Pick out and copy every line of the items below that contains the word "leaf", matching case exactly.

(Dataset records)
<<<<
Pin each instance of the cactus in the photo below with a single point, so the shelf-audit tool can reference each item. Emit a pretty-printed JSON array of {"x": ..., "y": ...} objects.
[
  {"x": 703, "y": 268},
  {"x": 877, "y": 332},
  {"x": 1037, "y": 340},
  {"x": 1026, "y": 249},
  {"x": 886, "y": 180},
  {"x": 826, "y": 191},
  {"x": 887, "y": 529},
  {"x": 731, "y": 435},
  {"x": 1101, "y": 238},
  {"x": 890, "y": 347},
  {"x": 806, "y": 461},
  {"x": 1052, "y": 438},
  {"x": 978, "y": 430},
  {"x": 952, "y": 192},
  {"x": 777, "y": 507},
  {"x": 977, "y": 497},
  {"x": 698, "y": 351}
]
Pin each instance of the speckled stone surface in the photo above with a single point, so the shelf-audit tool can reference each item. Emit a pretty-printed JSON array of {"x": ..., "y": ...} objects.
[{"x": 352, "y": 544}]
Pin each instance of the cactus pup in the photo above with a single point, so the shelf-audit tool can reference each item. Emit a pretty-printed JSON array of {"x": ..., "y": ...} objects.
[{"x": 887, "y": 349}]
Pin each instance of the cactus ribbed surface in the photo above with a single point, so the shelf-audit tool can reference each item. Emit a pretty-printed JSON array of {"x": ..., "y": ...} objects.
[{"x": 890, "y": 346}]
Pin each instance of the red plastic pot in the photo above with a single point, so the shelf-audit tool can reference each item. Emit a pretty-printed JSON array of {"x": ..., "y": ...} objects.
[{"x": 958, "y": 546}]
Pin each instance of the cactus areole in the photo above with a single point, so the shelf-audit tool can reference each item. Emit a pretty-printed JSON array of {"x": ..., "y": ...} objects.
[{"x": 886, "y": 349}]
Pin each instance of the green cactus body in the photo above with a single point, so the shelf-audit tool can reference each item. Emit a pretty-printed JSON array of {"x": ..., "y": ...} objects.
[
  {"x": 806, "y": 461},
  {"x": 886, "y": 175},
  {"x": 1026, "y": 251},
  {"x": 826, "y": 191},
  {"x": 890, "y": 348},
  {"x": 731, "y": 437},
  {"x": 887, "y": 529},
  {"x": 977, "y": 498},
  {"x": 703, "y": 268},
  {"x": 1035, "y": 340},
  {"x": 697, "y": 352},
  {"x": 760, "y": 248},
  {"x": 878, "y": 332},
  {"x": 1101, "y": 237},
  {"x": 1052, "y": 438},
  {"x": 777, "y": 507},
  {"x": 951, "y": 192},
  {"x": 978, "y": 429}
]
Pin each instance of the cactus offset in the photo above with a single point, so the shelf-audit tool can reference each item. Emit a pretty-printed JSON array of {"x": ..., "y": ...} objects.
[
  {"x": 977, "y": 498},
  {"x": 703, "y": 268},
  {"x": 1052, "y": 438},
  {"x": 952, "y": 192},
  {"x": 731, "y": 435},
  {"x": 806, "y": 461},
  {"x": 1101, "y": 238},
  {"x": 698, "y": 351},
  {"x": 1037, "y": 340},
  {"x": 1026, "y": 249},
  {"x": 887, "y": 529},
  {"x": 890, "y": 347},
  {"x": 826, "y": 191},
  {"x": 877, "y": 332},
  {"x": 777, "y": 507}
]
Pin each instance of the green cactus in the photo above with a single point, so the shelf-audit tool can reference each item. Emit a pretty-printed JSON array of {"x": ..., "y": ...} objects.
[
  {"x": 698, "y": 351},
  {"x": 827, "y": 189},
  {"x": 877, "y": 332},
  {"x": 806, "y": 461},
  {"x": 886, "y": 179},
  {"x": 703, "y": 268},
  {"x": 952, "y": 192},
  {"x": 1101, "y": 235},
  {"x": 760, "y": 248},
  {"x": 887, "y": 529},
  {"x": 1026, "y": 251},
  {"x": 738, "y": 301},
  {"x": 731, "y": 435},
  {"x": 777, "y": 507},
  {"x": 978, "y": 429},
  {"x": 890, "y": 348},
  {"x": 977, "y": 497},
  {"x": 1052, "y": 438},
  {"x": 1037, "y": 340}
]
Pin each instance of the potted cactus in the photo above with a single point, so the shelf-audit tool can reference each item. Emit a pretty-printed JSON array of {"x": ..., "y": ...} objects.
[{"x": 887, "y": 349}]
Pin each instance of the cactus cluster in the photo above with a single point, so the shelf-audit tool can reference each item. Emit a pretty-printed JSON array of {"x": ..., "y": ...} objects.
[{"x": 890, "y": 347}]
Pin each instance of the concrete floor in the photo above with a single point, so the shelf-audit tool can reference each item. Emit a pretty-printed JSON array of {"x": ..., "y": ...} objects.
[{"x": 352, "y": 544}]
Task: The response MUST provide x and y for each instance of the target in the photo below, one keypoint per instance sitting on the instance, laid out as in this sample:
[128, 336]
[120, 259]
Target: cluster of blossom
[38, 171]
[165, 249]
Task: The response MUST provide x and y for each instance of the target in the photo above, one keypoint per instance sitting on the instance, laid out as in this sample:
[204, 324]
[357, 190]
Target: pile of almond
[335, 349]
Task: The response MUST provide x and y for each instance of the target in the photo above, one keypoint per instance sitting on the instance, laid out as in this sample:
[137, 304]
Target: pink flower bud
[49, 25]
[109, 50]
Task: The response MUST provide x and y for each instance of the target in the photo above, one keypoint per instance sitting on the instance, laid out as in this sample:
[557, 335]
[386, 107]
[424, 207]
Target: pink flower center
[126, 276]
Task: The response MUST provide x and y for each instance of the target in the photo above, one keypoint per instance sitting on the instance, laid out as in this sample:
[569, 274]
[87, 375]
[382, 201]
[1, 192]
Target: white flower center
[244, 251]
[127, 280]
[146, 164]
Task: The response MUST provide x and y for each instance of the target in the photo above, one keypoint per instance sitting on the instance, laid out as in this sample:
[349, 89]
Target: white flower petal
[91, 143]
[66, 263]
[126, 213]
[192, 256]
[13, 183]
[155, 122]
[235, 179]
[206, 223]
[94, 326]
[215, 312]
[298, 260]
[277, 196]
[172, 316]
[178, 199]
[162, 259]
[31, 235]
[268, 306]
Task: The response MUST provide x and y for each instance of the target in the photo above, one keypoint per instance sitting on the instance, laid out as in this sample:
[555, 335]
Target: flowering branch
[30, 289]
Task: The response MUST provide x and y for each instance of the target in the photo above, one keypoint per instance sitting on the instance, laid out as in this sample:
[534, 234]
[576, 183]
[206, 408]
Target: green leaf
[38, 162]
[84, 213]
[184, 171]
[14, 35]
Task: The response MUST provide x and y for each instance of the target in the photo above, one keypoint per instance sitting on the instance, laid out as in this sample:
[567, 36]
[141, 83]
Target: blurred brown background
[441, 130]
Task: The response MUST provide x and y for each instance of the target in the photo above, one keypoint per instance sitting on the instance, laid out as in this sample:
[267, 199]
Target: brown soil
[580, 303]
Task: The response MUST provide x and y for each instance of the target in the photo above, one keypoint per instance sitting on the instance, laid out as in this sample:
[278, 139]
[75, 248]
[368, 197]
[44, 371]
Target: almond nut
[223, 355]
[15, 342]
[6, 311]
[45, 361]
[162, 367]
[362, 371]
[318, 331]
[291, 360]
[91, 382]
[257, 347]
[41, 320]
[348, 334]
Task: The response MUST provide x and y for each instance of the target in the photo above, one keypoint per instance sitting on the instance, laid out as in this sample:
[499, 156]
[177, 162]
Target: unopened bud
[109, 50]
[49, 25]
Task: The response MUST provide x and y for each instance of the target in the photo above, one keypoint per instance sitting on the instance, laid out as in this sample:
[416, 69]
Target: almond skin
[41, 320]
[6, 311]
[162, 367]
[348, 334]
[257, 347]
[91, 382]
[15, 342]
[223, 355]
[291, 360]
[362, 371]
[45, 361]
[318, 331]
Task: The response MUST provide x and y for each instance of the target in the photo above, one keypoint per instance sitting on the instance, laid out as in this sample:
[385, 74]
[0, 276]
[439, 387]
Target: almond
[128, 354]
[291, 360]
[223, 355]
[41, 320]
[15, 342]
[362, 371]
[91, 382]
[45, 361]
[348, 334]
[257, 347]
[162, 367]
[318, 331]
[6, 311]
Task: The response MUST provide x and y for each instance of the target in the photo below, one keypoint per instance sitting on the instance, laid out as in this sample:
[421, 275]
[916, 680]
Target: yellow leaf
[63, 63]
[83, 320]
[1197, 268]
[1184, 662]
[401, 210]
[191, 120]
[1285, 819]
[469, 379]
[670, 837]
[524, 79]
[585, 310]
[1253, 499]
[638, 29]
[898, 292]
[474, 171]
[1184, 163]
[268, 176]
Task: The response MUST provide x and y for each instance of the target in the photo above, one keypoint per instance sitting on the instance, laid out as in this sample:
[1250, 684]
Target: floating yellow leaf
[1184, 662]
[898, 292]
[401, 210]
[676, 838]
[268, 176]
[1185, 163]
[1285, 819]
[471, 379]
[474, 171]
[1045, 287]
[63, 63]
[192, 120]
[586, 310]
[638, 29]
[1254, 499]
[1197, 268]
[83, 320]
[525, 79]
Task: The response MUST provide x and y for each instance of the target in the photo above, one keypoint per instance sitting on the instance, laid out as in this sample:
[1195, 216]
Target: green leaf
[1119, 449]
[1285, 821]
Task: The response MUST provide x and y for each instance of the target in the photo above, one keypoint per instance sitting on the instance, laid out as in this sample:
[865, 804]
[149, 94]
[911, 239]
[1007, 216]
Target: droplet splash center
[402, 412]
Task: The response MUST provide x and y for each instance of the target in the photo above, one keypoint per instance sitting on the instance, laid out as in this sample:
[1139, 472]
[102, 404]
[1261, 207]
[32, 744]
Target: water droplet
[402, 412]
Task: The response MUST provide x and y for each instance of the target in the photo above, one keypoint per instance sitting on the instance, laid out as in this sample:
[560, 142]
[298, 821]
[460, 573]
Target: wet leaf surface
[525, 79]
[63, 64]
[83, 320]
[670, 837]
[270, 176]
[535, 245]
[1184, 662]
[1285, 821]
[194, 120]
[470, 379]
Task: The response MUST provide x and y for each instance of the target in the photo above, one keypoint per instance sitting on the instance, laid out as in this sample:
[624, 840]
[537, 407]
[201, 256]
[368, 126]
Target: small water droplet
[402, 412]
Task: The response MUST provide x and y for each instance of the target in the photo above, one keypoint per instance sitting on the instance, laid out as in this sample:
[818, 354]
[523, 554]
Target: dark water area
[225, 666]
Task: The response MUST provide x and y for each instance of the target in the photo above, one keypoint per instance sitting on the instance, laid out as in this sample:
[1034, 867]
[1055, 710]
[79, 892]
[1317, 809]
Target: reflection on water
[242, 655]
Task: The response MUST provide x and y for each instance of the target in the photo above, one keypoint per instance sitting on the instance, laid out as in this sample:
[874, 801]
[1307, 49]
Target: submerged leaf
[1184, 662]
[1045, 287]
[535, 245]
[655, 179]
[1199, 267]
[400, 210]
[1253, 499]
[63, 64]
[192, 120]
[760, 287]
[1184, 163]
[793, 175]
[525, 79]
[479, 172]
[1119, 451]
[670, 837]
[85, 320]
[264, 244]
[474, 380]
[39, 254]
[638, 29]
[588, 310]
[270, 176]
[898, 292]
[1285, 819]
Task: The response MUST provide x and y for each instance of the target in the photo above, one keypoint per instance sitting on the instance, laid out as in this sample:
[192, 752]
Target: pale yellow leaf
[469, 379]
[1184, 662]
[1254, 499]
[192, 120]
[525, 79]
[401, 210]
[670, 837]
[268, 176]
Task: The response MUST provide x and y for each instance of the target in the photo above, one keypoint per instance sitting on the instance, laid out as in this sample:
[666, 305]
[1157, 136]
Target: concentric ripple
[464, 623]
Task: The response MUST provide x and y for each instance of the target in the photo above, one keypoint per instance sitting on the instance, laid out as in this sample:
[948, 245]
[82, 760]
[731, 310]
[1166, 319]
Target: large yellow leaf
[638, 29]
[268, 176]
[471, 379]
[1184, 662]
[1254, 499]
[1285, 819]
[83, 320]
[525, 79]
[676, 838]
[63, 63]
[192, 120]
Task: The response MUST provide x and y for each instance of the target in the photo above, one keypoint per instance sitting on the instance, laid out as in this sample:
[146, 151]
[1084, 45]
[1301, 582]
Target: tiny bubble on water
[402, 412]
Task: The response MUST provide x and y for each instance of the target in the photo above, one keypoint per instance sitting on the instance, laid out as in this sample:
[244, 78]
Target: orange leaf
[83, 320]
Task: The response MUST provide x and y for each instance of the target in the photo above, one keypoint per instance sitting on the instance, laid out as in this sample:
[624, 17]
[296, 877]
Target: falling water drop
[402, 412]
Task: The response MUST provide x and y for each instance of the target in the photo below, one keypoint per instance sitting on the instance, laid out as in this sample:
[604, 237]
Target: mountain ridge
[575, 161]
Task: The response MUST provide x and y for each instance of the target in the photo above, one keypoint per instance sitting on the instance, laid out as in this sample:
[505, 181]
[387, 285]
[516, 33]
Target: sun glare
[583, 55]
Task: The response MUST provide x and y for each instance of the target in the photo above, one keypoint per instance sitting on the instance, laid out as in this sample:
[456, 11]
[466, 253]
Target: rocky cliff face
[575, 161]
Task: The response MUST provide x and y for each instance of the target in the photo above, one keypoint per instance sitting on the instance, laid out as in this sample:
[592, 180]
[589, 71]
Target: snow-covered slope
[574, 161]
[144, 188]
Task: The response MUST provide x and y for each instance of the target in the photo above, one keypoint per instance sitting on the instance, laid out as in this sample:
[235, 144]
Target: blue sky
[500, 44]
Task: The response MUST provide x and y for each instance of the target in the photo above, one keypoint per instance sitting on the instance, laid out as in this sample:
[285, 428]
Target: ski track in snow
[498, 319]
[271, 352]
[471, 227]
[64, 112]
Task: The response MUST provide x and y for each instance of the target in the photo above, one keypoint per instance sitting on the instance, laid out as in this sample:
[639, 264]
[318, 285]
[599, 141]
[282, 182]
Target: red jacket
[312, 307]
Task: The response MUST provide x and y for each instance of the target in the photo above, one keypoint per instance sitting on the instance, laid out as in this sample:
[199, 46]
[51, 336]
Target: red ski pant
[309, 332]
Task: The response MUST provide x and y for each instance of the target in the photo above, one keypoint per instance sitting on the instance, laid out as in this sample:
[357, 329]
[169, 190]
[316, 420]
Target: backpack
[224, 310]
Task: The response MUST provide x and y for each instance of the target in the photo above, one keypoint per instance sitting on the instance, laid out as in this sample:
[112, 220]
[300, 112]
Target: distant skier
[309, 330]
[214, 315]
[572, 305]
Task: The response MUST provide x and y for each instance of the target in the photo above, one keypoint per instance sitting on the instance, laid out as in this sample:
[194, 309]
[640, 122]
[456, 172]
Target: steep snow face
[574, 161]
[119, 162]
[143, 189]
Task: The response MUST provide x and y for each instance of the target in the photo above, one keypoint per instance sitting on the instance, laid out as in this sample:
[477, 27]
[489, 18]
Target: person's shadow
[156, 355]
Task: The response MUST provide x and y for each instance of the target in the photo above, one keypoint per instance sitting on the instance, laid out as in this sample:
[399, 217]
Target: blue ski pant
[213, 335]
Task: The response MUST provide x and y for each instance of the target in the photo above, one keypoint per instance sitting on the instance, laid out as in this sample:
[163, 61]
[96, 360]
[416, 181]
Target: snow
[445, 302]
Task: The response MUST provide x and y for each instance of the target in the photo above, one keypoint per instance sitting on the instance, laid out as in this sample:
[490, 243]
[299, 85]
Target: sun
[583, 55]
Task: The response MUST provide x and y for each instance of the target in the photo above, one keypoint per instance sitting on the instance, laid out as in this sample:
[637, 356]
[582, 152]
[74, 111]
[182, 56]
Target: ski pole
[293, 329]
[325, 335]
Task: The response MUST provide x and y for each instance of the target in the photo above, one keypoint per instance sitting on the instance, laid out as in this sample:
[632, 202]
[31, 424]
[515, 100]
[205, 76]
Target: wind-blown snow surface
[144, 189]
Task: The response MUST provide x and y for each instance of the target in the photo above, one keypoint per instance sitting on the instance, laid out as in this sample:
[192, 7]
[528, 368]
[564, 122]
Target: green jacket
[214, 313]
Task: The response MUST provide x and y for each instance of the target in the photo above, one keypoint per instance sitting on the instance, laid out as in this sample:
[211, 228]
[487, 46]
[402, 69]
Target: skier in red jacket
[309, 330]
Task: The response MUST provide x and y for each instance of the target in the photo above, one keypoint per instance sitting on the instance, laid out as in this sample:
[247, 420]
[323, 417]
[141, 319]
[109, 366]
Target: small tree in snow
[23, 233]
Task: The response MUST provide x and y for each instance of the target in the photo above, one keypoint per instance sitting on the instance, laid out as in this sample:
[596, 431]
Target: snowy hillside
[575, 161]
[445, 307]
>>>>
- [SOLVED EXERCISE]:
Target: green leaf
Target: yellow leaf
Target: floating yellow leaf
Target: green leaf
Target: wet leaf surface
Target: submerged leaf
Target: pale yellow leaf
Target: large yellow leaf
Target: orange leaf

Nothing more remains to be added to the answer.